▸ **EXTRACTED MATERIAL**:
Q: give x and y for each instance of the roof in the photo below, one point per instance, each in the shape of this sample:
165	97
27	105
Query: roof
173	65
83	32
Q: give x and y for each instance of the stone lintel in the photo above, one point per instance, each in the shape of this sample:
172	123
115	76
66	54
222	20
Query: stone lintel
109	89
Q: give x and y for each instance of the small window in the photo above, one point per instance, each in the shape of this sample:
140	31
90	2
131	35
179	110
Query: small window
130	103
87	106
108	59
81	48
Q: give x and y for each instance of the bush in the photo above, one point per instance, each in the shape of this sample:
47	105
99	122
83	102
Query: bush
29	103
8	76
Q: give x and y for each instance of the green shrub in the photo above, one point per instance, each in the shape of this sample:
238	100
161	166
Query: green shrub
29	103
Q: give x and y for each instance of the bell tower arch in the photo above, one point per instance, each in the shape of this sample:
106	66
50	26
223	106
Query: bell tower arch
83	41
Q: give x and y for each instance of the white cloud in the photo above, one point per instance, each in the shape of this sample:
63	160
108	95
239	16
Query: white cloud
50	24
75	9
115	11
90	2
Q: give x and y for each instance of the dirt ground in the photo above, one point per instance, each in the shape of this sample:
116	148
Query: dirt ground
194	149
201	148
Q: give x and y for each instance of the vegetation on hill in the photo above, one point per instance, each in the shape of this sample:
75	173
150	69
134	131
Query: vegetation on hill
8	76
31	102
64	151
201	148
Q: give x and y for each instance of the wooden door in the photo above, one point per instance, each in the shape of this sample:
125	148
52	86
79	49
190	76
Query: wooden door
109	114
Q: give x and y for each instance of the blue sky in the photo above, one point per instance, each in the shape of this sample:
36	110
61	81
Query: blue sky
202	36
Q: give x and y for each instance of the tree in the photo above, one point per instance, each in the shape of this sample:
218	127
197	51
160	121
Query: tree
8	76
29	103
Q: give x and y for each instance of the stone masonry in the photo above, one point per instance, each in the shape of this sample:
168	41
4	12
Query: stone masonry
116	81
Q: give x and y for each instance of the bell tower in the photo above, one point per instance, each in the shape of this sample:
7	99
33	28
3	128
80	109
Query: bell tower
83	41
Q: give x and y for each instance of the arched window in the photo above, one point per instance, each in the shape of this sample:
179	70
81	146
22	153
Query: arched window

▸ **YOUR ASSIGNMENT**: From the data above, copy out every line with the string "arched" in it.

▸ **WORKED SOLUTION**:
Q: give x and y for each instance of the arched window in the photo above, one point per instance, each in the shape of this sample:
Query: arched window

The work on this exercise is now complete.